- Extrait du document -
Des relations américano-turques en dent de scie sous le mandat de D. Trump
D. Trump a souvent fait l’éloge de l’efficacité de R. Erdogan à gouverner sa nation, occultant consciemment les transgressions des droits de l’Homme en Turquie (répression de la liberté d’expression, arrestations arbitraires de journalistes et d’opposants politiques, destitution de maires kurdes démocratiquement élus). Malgré le fait que D. Trump n’ait eu de cesse de répéter à qui voulait l’entendre que les relations entre la Turquie et les États-Unis – et surtout lui – étaient au beau fixe, de multiples crises entre les deux Etats ont jalonné le mandat de D. Trump. Cependant, le putsch manqué en Turquie en 2016 a sévèrement détérioré les relations entre les deux pays et donc entre les deux chefs d’État. Un autre désaccord a vu le jour également au sujet de la milice des unités de protection du peuple syro-kurde (YPG) qualifiée d’organisation terroriste par Ankara mais soutenue par Washington dans la lutte contre l’État islamique en Syrie. De même, lorsqu’un pasteur américain avait été emprisonné en Turquie pour espionnage, D. Trump avait menacé de détruire l’économie turque en guise de représailles s’il n’était pas relâché, ce qui avait précipité le décrochage de la livre turque en 2018. Également, l’épée de Damoclès pesant sur la banque publique turque Halkbank pour l’accusation de fraude, blanchiment d’argent de plusieurs dizaines de milliards de dollars et entraves aux sanctions américaines contre l’Iran est venue intensifier les tensions entre les deux Etats. Enfin, le vote d’approbation de la qualification de génocide, par la Chambre des représentants des États-Unis, en 2019, concernant le génocide de deux millions d’arméniens par l’Empire ottoman a remis de l’huile sur le feu.
La dernière crise turco-américaine en date
Une autre affaire est venue dégrader un peu plus l’entente entre les deux pays : celle des missiles russes S-400. Une nouvelle fois et contrairement à leur ligne de conduite envers l’Iran, les États-Unis se sont montrés relativement indulgents dans leurs sanctions à l’encontre de la Turquie pour son acquisition d’un système de défense anti-aérienne russe. Les sanctions se limitent ainsi à la mise au ban de la Turquie du programme de développement de l’avion de combat furtif américain F-35 malgré les importants investissements d’Ankara, à l’interdiction de nouvelles exportations d’armes par le gouvernement turc et l’interdiction pour les dirigeants de la société d’État SSB de séjourner sur le sol américain, en vertu de l’article 231 de la loi CAATSA (Countering America’s Adversaries Through Sanctions Act) en date de 2017. Cette loi prévoit, entre autres, des sanctions automatiques dès qu’un pays opère une transaction substantielle avec le secteur de l’armement russe. Ces sanctions attendues depuis longtemps mais dont l’application a mis du temps à être tranchée par l’administration américaine, notamment en raison du gel de leur annonce par D. Trump au nom de son amitié avec le dirigeant turc, ont donc été annoncées par le Département d’État américain le 14 décembre dernier soit à un peu plus d’un mois de l’expiration du mandat présidentiel de D. Trump. Le 4 décembre, le Congrès Américain avait en effet contraint l’exécutif à mettre en œuvre ces sanctions dans un délai de 30 jours suivant l’adoption du budget 2021 du Pentagone. Ces sanctions a minima ont été reçues avec soulagement par les dirigeants turcs car cela a permis de préserver l’économie turque chancelante. Ces sanctions ont l’air d’avoir été d’ailleurs spécialement confectionnées pour limiter leur impact sur l’économie turque et les marchés ainsi que pour préserver les relations entre les deux puissances. D’ailleurs, la terminologie utilisée dans le texte officiel de sanctions démontre la volonté américaine de poursuivre une coopération puisque la Turquie est décrite comme un « allié précieux » et « partenaire important des États-Unis pour la sécurité régionale ».

- Consignes écrites -
• a. D'après le texte sur les relations américano-turques, à quelle date le Département d'État américain a-t-il annoncé les sanctions contre la Turquie ?
• b. Donnez la suite du texte sur les relations américano-turques après sa dernière phrase, s'il vous plaît.

- Extrait de données -
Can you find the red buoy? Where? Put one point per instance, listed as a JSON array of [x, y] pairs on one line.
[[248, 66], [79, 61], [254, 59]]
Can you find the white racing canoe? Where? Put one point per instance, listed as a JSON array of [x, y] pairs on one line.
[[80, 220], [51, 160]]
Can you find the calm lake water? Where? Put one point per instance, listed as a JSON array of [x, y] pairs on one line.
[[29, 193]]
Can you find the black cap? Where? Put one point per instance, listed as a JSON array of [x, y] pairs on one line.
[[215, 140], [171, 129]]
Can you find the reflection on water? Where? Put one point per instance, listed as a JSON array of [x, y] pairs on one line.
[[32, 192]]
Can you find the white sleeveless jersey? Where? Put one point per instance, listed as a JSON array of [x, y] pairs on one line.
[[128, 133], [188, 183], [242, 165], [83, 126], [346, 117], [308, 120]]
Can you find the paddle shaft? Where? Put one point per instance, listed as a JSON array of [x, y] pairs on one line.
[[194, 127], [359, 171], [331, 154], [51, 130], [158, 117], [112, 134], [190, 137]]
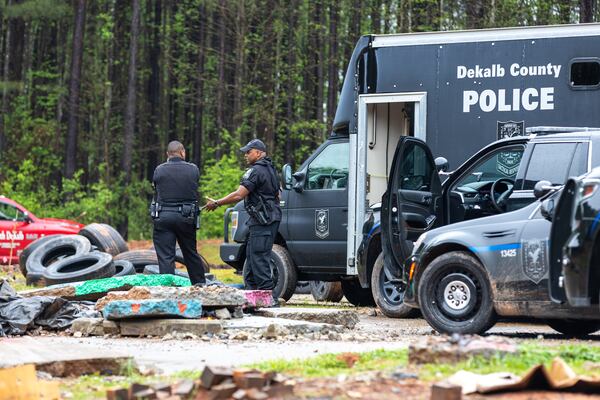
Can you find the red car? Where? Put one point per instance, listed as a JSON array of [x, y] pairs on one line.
[[19, 227]]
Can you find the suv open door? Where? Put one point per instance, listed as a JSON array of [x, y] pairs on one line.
[[410, 205]]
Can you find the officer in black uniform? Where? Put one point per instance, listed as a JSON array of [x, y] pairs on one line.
[[259, 187], [175, 212]]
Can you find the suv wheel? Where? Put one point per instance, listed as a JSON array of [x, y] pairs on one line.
[[389, 296], [326, 291], [574, 328], [455, 295], [356, 294]]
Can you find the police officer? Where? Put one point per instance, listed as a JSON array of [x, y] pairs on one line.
[[259, 187], [174, 212]]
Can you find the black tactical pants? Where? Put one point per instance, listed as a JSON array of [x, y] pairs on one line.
[[171, 226], [257, 274]]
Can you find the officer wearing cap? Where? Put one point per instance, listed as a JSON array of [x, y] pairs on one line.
[[174, 212], [259, 188]]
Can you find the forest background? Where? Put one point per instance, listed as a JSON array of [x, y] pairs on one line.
[[92, 91]]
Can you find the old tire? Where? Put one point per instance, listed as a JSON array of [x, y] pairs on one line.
[[573, 327], [105, 238], [326, 291], [356, 294], [387, 295], [29, 249], [95, 265], [283, 273], [123, 268], [455, 295], [154, 270], [139, 258], [51, 250]]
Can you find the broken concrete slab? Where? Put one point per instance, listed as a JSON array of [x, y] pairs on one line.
[[88, 326], [209, 296], [258, 298], [122, 309], [347, 318], [455, 348], [288, 326], [161, 327]]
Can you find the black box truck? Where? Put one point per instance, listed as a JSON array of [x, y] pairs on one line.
[[455, 91]]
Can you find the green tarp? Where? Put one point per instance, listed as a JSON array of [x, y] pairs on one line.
[[107, 284]]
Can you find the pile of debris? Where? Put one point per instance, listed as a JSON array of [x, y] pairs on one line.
[[214, 383]]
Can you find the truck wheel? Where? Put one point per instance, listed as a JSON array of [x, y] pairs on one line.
[[29, 249], [388, 296], [81, 268], [356, 294], [455, 295], [105, 238], [326, 291], [283, 272], [55, 248], [573, 327]]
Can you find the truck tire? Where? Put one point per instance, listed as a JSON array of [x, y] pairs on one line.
[[123, 268], [29, 249], [79, 268], [356, 294], [455, 295], [51, 250], [326, 291], [105, 238], [388, 297], [139, 258], [283, 272], [573, 327]]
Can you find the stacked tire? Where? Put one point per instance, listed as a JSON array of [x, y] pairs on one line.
[[98, 251]]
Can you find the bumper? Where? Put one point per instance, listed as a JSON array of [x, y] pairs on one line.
[[233, 254]]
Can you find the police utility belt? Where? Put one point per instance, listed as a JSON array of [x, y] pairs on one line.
[[187, 210]]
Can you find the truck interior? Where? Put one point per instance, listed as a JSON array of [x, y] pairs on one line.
[[387, 122]]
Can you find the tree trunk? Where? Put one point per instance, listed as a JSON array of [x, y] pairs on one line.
[[198, 114], [333, 72], [5, 79], [74, 87]]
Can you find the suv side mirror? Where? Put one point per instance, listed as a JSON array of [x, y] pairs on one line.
[[286, 173], [441, 164], [299, 178], [547, 208], [541, 189]]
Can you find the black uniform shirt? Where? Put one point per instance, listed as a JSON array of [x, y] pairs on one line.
[[176, 182], [261, 180]]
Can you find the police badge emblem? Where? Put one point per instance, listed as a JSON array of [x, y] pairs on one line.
[[322, 223], [510, 128], [535, 261]]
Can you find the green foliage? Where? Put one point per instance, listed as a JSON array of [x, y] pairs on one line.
[[218, 179]]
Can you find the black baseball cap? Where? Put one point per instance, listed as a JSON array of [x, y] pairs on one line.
[[254, 144]]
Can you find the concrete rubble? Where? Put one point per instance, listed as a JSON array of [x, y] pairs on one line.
[[456, 348], [347, 318]]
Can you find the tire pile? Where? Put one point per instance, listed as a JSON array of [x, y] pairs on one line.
[[97, 251]]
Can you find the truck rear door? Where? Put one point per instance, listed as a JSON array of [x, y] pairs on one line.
[[410, 202]]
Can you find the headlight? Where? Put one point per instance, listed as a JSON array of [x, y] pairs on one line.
[[420, 241], [233, 221]]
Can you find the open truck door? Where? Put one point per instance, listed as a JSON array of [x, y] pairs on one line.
[[410, 203]]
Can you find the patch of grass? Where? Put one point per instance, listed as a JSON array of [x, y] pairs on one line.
[[334, 364], [209, 248]]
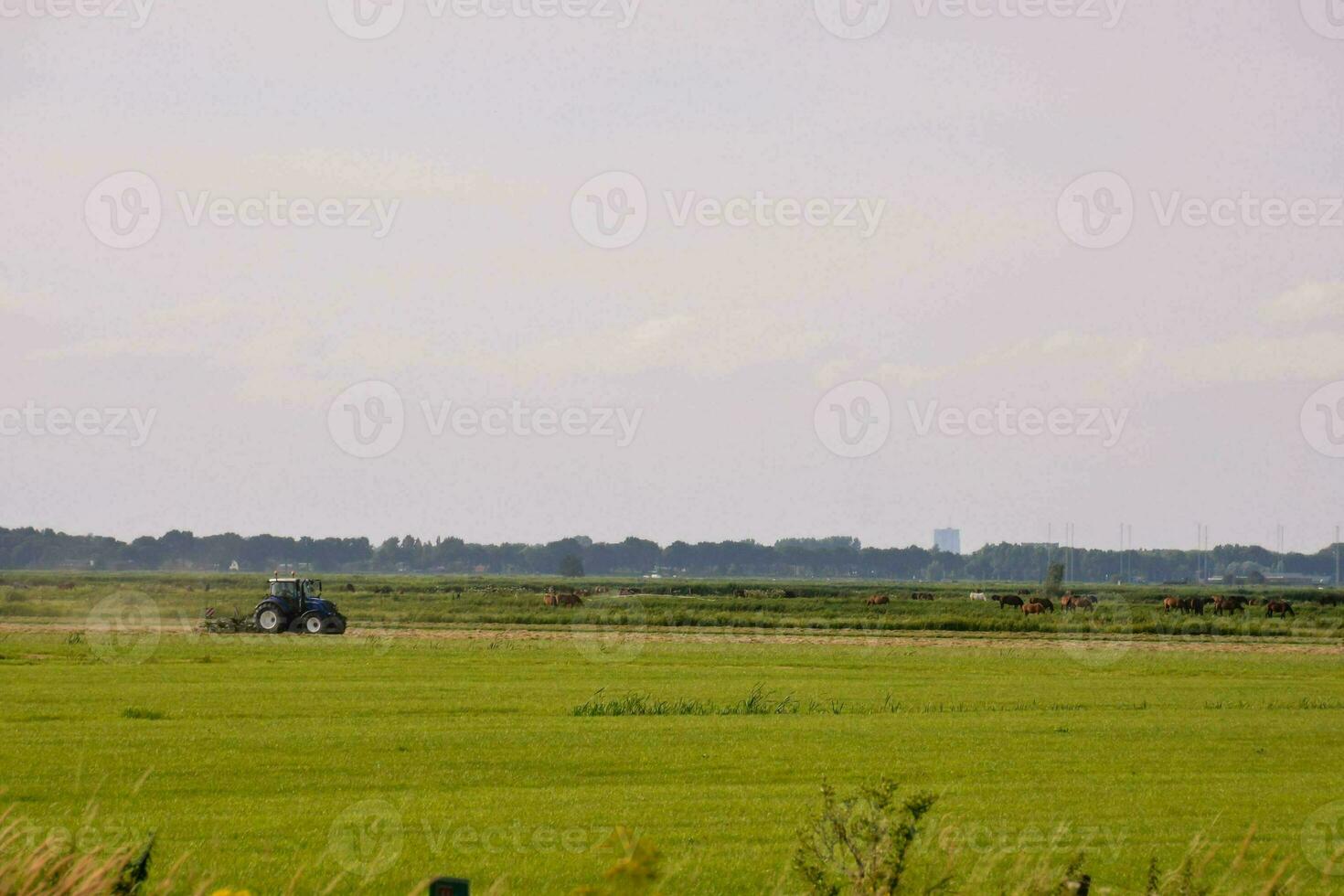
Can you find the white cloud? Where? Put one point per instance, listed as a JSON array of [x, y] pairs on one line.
[[1312, 301]]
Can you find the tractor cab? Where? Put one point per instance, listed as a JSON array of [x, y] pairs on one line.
[[297, 604]]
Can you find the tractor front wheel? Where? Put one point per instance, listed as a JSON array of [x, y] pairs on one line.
[[271, 618]]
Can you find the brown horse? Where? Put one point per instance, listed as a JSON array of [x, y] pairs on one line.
[[1194, 604]]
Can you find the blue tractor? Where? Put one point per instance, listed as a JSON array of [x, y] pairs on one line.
[[297, 604]]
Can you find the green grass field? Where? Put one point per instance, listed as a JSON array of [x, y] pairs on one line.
[[288, 762]]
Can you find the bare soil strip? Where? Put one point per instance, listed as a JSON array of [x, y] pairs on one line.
[[837, 637]]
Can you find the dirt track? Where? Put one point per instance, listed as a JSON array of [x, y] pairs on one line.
[[1229, 644]]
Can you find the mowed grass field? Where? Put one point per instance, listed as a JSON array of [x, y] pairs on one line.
[[372, 763]]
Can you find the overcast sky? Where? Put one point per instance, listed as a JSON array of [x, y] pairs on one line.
[[912, 242]]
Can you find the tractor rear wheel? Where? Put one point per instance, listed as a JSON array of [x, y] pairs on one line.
[[271, 618]]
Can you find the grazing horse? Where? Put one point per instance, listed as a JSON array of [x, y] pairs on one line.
[[1194, 604]]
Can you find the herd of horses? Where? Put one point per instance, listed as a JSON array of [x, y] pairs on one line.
[[1024, 601], [1227, 606]]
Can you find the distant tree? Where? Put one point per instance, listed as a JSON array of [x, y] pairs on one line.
[[1055, 581]]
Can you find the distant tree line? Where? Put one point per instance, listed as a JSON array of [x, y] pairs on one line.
[[795, 558]]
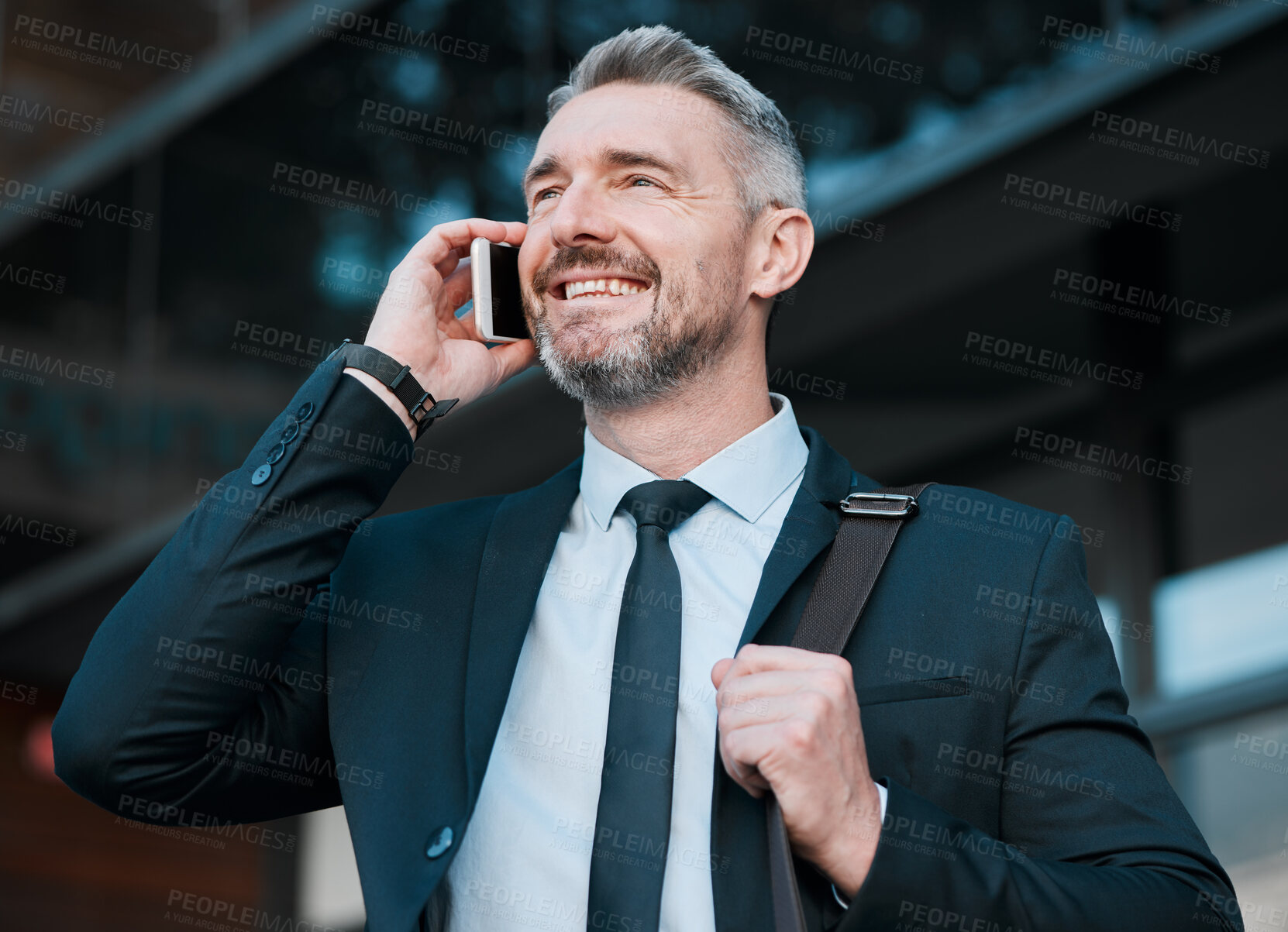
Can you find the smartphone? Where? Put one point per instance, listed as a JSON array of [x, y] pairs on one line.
[[498, 307]]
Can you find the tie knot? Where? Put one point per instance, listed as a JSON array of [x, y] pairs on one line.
[[663, 502]]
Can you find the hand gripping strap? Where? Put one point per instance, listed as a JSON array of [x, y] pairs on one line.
[[835, 604]]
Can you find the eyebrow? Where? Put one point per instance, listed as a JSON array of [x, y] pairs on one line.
[[617, 159]]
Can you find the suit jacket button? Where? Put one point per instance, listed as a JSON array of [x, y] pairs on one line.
[[439, 842]]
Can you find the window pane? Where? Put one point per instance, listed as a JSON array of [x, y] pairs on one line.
[[1223, 622]]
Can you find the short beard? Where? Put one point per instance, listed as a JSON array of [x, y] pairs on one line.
[[653, 358]]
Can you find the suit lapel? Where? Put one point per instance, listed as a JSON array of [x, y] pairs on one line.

- Résultats finaux -
• a. Le 14 décembre.

• b.
La perte de l’ami Trump
Malgré d’importantes crises entre les deux pays, le lien personnel entre les deux hommes a permis de conserver de bonnes relations entre les deux pays. Ainsi, le président turc n’a pas accueilli la victoire de J. Biden avec le sourire. Après s’être abstenu de commenter cette victoire, le président turc a fini par lui adresser ses félicitations en ajoutant qu’il espérait un renforcement des relations entre Ankara et Washington. J. Biden avait déjà donné son avis sur le président turc en décembre 2019 dans un entretien accordé au New York Times, le qualifiant d’ « autocrate » et en soulignant son envie d’enhardir les rivaux du dirigeant turc pour qu’ils ne le battent « pas par un coup d’État, mais par le processus électoral ». Ankara avait alors réagi à ses propos en dénonçant vivement « l’ignorance pure, l’arrogance et l’hypocrisie » de J. Biden. Ainsi, de même que la question iranienne, le dossier turc est dans le collimateur du 46ème président des États-Unis. Ankara craint donc un durcissement du ton de la maison blanche.
Des attentes et des spéculations autour du mandat de J.Biden
Le porte-parole du président turc a récemment dévoilé les attentes de la Turquie à l’égard de la nouvelle administration. Le premier point vise la problématique des alliés kurdes (groupe YPG, émanation du Parti des travailleurs du Kurdistan – PKK) de Washington sur le front syrien, considéré par la Turquie comme un groupe terroriste. Le gouvernement turc espère un changement de politique sur le sujet. La deuxième priorité de la Turquie concerne la présence de réseaux gulénistes aux États-Unis en référence au Fetö (Fethullahist terror organization), mouvement Gülen dont R. Erdogan demande l’extradition de son prédicateur Fethullah Gülen, qu’il accuse d’avoir fomenté la tentative de putsch de juillet 2016, et qui est installé en Pennsylvanie depuis. Malgré la proximité entre R. Erdogan et D. Trump, cet appel est resté lettre morte.
Malgré l’histoire mouvementée entre R. Erdogan et J. Biden, la prudence et la diplomatie dont a fait preuve J. Biden par le passé, en tant que vice-président de B. Obama durant 8 ans ainsi que sa longue expérience au Sénat en qualité de président de la commission sénatoriale des affaires étrangères font de lui un expert en politique étrangère. Davantage enclin au dialogue que son prédécesseur, J. Biden s’était notamment opposé à l’intervention américaine contre M. Kadhafi en Libye, à la montée en puissance en Afghanistan, à l’opération d’élimination de O. Ben Laden et n’était pas non plus pour le fait de pousser H. Moubarak vers la sortie lors du Printemps arabe en 2011. Ainsi, le caractère et l’expérience de J. Biden n’augurent pas de comportement belliqueux venant des États-Unis à l’égard de la Turquie.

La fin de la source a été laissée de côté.